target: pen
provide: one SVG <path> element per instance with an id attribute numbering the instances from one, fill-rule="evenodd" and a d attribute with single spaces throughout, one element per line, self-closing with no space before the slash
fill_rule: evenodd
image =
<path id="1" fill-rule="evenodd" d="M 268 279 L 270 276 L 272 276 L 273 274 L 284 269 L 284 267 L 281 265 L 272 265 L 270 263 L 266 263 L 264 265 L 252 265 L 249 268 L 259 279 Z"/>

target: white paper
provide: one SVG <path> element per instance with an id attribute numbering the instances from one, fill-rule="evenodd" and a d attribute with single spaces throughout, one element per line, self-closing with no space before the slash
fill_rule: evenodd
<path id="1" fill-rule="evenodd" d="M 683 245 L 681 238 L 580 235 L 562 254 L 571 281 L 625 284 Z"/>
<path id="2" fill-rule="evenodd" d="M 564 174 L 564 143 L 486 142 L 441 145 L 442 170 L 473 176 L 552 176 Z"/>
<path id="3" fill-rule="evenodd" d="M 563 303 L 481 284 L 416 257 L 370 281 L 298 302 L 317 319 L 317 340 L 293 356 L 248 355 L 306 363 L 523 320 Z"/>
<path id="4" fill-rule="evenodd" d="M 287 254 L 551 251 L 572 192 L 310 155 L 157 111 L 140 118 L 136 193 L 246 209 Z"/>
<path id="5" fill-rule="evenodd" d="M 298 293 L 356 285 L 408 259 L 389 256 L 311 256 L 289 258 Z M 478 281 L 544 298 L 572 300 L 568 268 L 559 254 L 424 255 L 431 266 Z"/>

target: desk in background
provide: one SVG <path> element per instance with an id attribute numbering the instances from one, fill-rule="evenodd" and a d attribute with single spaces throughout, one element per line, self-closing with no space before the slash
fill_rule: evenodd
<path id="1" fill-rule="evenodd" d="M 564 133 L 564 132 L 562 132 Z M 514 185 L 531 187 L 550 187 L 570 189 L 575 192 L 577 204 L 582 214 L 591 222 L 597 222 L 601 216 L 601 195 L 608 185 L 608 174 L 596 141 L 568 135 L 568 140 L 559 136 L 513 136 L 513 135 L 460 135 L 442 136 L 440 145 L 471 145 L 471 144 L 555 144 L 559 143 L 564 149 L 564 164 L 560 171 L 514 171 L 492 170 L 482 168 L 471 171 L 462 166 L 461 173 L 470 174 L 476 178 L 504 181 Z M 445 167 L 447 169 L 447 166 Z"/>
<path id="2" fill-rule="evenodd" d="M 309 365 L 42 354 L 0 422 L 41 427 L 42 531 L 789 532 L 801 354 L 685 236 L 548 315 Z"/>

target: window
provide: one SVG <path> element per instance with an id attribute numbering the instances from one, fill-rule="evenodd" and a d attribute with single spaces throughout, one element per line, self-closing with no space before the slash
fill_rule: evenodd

··········

* _Exercise goal_:
Reproduce all of the lines above word for word, from the first through the last.

* _Finished answer_:
target: pen
provide: one SVG <path> element per instance with an id attribute numbering the instances from one, fill-rule="evenodd" and a d attribute with single spaces throughout, one element per line, self-closing with no space before the slash
fill_rule: evenodd
image =
<path id="1" fill-rule="evenodd" d="M 268 279 L 270 276 L 272 276 L 273 274 L 284 269 L 284 267 L 281 265 L 272 265 L 270 263 L 266 263 L 264 265 L 252 265 L 249 268 L 259 279 Z"/>

target: white paper
provide: one SVG <path> element per instance with an id attribute numbering the instances from one, fill-rule="evenodd" and a d attribute with single spaces throughout, one element per line, self-closing with no space before the slash
fill_rule: evenodd
<path id="1" fill-rule="evenodd" d="M 683 245 L 681 238 L 580 235 L 562 254 L 571 281 L 625 284 Z"/>
<path id="2" fill-rule="evenodd" d="M 564 174 L 564 143 L 486 142 L 441 145 L 442 170 L 473 176 L 552 176 Z"/>
<path id="3" fill-rule="evenodd" d="M 563 303 L 481 284 L 416 257 L 370 281 L 298 302 L 317 319 L 317 340 L 293 356 L 248 355 L 306 363 L 523 320 Z"/>
<path id="4" fill-rule="evenodd" d="M 287 254 L 551 251 L 572 192 L 310 155 L 157 111 L 140 118 L 136 193 L 246 209 Z"/>
<path id="5" fill-rule="evenodd" d="M 298 293 L 356 285 L 408 259 L 389 256 L 311 256 L 289 258 Z M 478 281 L 544 298 L 572 300 L 568 268 L 559 254 L 424 255 L 431 266 Z"/>

target: desk in background
provide: one SVG <path> element per instance with an id attribute numbering the instances from one, fill-rule="evenodd" and a d attribute with single spaces throughout, one element per line, self-closing with no space before the slash
fill_rule: evenodd
<path id="1" fill-rule="evenodd" d="M 564 133 L 564 132 L 562 132 Z M 514 185 L 531 187 L 550 187 L 570 189 L 575 192 L 577 204 L 582 214 L 591 222 L 597 222 L 601 216 L 601 195 L 608 185 L 608 174 L 596 141 L 568 135 L 568 140 L 559 136 L 513 136 L 513 135 L 460 135 L 442 136 L 440 145 L 471 145 L 471 144 L 555 144 L 559 143 L 564 149 L 564 164 L 560 171 L 514 171 L 492 170 L 482 168 L 471 171 L 462 166 L 461 173 L 470 174 L 476 178 L 504 181 Z M 445 167 L 447 169 L 447 166 Z"/>
<path id="2" fill-rule="evenodd" d="M 309 365 L 42 354 L 0 422 L 41 427 L 42 531 L 789 532 L 801 354 L 685 236 L 548 315 Z"/>

target: window
provide: one SVG <path> element per instance with an id attribute numbering the instances from one, fill-rule="evenodd" and a d attribute with single spaces throughout, one element per line, self-closing with no space before the slash
fill_rule: evenodd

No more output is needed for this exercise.